# TASK TO COMPLETE
In the data below, how many lines contain the word "photo"? Answer with the number alone.

▬▬▬▬▬▬

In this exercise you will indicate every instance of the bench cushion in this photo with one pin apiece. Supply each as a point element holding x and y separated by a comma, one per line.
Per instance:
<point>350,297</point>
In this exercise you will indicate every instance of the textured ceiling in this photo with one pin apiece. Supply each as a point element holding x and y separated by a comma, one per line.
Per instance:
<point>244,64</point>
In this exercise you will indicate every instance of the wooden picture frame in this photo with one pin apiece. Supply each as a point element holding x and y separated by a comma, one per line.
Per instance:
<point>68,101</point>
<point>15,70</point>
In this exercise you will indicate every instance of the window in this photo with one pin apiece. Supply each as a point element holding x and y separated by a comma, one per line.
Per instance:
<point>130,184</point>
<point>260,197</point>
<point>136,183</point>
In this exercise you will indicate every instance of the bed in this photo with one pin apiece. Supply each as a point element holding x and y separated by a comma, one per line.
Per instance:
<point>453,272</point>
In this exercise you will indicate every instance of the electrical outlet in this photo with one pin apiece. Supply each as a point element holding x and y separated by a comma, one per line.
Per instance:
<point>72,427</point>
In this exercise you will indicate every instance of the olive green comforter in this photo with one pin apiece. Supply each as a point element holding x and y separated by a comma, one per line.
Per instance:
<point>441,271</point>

▬▬▬▬▬▬

# TASK SOLUTION
7